**EXERCISE GOAL:**
Quote the lines below exactly, from the one that holds "Tag the veined" through the final line of the records, and only those.

**RECORDS TO PROCESS:**
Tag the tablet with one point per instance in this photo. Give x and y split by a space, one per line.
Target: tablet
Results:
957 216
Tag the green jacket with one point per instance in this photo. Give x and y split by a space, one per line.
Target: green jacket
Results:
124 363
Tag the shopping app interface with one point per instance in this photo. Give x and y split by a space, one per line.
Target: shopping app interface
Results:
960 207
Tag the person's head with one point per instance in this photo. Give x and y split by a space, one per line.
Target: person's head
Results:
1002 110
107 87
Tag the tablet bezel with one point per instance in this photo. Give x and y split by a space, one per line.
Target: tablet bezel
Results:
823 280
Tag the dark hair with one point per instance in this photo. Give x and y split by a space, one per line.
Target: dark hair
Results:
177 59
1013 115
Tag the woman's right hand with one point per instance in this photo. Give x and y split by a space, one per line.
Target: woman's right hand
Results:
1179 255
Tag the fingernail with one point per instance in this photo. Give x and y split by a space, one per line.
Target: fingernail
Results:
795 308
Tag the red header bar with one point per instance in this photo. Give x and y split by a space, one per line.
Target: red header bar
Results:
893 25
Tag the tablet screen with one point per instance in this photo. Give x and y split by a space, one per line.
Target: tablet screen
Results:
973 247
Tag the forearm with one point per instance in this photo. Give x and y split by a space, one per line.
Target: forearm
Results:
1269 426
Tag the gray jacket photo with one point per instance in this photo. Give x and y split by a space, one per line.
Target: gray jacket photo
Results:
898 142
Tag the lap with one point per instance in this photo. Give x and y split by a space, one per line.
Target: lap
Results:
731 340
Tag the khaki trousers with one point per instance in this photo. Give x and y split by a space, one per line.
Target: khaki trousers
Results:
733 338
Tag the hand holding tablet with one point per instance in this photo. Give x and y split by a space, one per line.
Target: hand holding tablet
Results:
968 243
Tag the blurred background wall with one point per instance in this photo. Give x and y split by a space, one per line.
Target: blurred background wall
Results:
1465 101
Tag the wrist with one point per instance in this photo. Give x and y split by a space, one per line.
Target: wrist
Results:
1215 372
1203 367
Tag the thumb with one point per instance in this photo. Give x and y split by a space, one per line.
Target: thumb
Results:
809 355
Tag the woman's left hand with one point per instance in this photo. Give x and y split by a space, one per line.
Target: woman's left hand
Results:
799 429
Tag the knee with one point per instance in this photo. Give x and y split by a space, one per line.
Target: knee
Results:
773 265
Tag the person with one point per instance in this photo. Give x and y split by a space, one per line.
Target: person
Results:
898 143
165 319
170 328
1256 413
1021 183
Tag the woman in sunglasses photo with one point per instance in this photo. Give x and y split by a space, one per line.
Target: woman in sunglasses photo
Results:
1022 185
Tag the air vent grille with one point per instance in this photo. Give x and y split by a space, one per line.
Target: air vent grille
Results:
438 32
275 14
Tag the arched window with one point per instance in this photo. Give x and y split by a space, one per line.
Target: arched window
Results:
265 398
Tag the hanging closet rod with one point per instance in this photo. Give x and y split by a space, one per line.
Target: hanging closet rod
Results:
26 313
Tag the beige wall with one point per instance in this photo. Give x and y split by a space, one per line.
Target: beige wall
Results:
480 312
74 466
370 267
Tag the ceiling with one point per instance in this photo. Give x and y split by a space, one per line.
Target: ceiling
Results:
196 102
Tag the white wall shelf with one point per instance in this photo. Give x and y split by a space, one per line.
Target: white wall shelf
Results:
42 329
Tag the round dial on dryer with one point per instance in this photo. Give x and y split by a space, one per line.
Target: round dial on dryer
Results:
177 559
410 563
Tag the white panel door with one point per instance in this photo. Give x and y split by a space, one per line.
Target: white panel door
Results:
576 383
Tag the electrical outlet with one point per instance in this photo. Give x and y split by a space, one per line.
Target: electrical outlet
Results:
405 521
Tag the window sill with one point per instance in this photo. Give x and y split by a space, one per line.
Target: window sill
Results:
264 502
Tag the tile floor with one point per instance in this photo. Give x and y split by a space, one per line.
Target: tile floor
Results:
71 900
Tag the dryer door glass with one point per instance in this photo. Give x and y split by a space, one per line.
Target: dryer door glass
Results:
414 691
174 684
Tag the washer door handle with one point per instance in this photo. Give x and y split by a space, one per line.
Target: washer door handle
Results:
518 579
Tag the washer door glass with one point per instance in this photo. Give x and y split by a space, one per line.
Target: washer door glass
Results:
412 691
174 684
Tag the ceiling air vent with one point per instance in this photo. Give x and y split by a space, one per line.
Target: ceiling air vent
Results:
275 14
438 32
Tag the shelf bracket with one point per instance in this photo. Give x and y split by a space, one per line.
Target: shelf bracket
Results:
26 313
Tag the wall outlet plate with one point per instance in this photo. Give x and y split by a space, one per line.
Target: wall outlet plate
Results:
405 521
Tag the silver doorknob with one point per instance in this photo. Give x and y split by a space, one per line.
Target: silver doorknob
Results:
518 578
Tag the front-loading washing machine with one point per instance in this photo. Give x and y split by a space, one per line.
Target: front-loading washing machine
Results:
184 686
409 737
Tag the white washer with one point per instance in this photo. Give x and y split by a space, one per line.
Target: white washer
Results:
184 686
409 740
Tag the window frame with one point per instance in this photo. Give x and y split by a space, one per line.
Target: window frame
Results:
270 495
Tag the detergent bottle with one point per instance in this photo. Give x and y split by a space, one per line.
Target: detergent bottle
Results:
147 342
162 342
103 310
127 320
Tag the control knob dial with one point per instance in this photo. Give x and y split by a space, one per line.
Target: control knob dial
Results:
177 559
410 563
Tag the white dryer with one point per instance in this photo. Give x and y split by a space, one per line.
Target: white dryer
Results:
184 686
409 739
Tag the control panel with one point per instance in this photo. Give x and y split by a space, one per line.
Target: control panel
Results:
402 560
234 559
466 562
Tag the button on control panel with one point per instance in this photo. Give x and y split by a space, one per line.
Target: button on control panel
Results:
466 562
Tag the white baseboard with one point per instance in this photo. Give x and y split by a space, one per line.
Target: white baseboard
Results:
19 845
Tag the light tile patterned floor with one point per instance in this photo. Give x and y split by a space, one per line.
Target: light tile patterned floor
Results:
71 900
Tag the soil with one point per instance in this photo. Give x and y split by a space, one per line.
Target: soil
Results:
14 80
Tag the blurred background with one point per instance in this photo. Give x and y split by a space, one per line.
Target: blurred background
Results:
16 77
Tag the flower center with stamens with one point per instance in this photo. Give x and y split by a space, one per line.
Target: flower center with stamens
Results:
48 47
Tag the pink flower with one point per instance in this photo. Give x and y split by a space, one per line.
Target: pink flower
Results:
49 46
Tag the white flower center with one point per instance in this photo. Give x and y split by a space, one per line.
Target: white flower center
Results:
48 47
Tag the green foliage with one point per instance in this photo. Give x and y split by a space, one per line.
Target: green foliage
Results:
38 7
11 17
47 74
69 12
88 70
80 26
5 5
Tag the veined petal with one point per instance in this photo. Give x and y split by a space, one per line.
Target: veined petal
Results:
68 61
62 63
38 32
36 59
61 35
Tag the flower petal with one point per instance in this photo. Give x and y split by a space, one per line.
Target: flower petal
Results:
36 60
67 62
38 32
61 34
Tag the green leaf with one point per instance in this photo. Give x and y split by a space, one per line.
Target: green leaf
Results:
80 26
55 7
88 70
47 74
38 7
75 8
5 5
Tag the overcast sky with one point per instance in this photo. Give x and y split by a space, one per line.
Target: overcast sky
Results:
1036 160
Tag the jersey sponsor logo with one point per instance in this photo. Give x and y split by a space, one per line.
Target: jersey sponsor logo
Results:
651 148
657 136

**ANSWER FOR THIS EXERCISE:**
Tag the veined petal with one point per instance in this photo. Give x and y split by a space, one per line.
Target: veined petal
Results:
68 61
62 63
38 32
36 59
61 35
Tag the flower petal with one point per instance in this photo. Give x and y split by a space, one per line.
Target: flower petal
Results:
36 60
67 62
38 32
61 34
Tag the green leaf with one point per instance in this photo. Give x and y split by a space, one per line.
Target: green leaf
Results:
80 26
55 7
88 70
47 74
38 7
75 8
5 5
Tag the overcast sky with one point per instance in this photo. Give x and y split by a space, one per line.
Target: overcast sky
Results:
1036 160
Tag the jersey sponsor logo with one point per instance in this photo. Give x and y split by a space, one per line.
Target: jersey sponsor logo
Results:
651 148
657 136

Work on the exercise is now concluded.